■ DESCRIZIONE ESERCIZIO: Inserisci in un CSV a due colonne, "compito" e "valore", il tratto del listato che parte dall'inizio e arriva alla riga contenente "468], [464, 455]]" compresa, con una riga per ogni consegna: il testo e la risposta vanno ciascuno in un unico campo tra virgolette, con gli a capo sostituiti da spazi. Lascia fuori le immagini.

■ LISTATO:
⟨
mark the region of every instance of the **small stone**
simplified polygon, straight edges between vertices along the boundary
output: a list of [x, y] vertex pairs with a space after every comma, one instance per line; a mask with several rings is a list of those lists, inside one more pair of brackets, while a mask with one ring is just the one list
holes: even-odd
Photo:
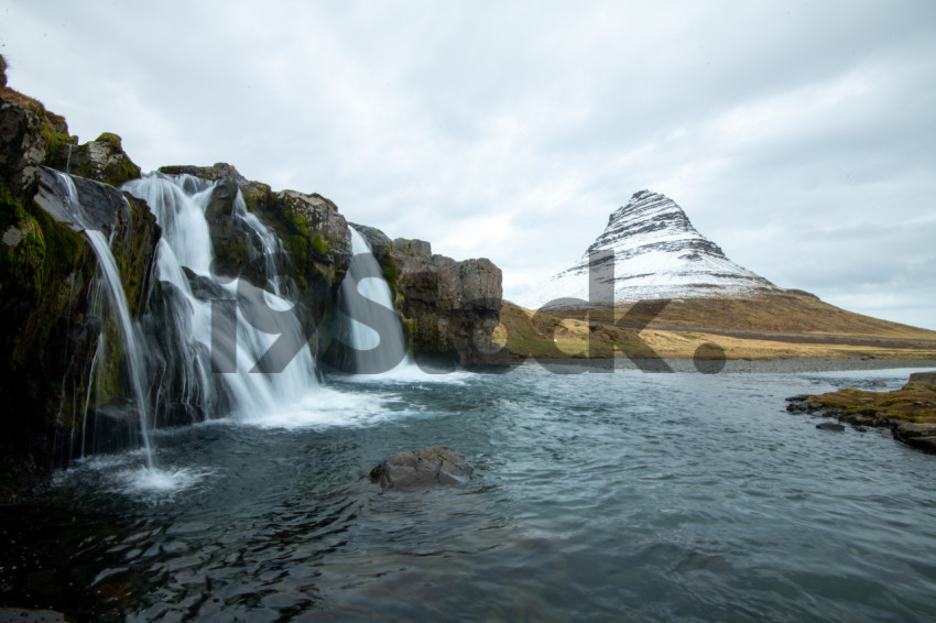
[[900, 424], [897, 424], [896, 434], [903, 438], [934, 437], [936, 436], [936, 424], [915, 424], [913, 422], [901, 422]]
[[447, 446], [400, 452], [373, 468], [370, 478], [384, 491], [416, 491], [432, 487], [464, 484], [475, 468], [464, 455]]

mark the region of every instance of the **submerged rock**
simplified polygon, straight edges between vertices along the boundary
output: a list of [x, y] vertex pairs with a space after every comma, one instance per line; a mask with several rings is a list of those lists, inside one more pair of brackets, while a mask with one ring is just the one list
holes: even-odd
[[[70, 153], [68, 153], [70, 151]], [[120, 136], [105, 132], [94, 141], [72, 147], [65, 152], [65, 162], [56, 162], [56, 168], [66, 168], [69, 173], [120, 186], [128, 179], [140, 177], [140, 167], [123, 151]]]
[[472, 471], [475, 468], [460, 452], [447, 446], [432, 446], [390, 457], [370, 471], [370, 478], [384, 491], [416, 491], [462, 484]]
[[936, 372], [914, 372], [910, 375], [910, 382], [936, 385]]

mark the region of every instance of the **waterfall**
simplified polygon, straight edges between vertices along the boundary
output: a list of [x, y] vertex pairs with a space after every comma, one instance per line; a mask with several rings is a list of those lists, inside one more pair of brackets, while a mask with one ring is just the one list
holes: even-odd
[[315, 362], [291, 300], [280, 292], [280, 240], [238, 190], [230, 218], [249, 233], [272, 292], [211, 271], [215, 259], [205, 210], [215, 183], [154, 173], [124, 184], [145, 199], [163, 228], [156, 259], [165, 309], [163, 384], [192, 417], [226, 412], [241, 419], [300, 401], [317, 385]]
[[[130, 316], [130, 308], [127, 305], [127, 295], [123, 292], [123, 284], [120, 281], [120, 271], [117, 269], [117, 262], [113, 259], [113, 254], [110, 252], [110, 244], [108, 243], [108, 240], [100, 230], [89, 229], [87, 227], [86, 223], [88, 219], [85, 216], [81, 203], [78, 198], [78, 189], [75, 187], [75, 182], [72, 179], [72, 176], [64, 173], [57, 173], [57, 177], [66, 189], [65, 207], [69, 210], [75, 223], [81, 228], [98, 260], [98, 267], [100, 269], [100, 277], [104, 282], [107, 300], [111, 313], [116, 316], [115, 319], [117, 320], [117, 328], [123, 346], [127, 372], [130, 379], [130, 385], [133, 391], [133, 400], [135, 402], [137, 413], [140, 420], [140, 435], [143, 439], [143, 448], [146, 452], [146, 463], [152, 469], [153, 453], [150, 446], [149, 434], [150, 409], [146, 401], [146, 362], [143, 358], [142, 350], [143, 336], [140, 331], [140, 327]], [[95, 363], [96, 360], [97, 351], [95, 352]], [[92, 364], [91, 373], [94, 373], [95, 368], [96, 367]]]
[[406, 352], [400, 317], [392, 293], [370, 244], [355, 228], [351, 232], [353, 258], [341, 282], [341, 305], [349, 316], [348, 342], [358, 374], [400, 373], [415, 368]]

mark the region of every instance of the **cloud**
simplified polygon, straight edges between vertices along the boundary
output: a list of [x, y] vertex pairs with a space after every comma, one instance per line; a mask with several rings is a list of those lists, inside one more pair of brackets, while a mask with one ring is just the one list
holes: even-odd
[[322, 193], [508, 296], [651, 188], [781, 285], [936, 328], [930, 2], [0, 8], [11, 85], [83, 140]]

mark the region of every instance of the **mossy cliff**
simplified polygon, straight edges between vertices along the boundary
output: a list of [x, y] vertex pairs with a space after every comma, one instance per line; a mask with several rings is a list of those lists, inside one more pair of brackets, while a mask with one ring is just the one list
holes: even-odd
[[[46, 481], [56, 448], [67, 451], [101, 331], [88, 308], [94, 252], [61, 210], [41, 205], [54, 178], [42, 166], [69, 142], [64, 119], [0, 87], [0, 501]], [[116, 188], [76, 183], [83, 200], [95, 195], [116, 206], [95, 217], [113, 232], [112, 252], [139, 313], [159, 239], [155, 220], [144, 204]]]
[[502, 274], [490, 260], [457, 262], [433, 254], [423, 240], [390, 240], [356, 226], [368, 239], [394, 293], [413, 353], [466, 367], [505, 365], [507, 350], [492, 341], [500, 321]]
[[250, 253], [250, 232], [233, 218], [237, 192], [246, 208], [280, 238], [285, 258], [277, 270], [281, 283], [306, 312], [307, 335], [315, 329], [320, 346], [330, 341], [338, 288], [351, 260], [348, 223], [335, 204], [317, 194], [297, 190], [273, 192], [269, 185], [252, 182], [226, 163], [214, 166], [163, 166], [166, 175], [188, 174], [219, 182], [205, 212], [211, 231], [218, 274], [243, 275], [262, 285]]

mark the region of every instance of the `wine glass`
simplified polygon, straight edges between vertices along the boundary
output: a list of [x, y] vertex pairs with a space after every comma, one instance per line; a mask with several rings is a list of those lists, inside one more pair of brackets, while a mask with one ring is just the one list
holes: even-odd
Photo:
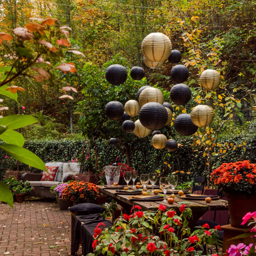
⟩
■ RISPOSTA:
compito,valore
"mark the region of every instance of the **small stone** simplified polygon, straight edges between vertices along the boundary output: a list of [x, y] vertex pairs with a space after every comma, one instance per line; a mask with several rings is a list of those lists, inside one more pair of brackets, while a mask with one ring is just the one list holes: even-odd Photo:","[[900, 424], [897, 424], [896, 434], [903, 438], [934, 437], [936, 436], [936, 424], [915, 424], [913, 422], [901, 422]] [[447, 446], [400, 452], [373, 468], [370, 478], [384, 491], [416, 491], [432, 487], [464, 484], [475, 468], [464, 455]]"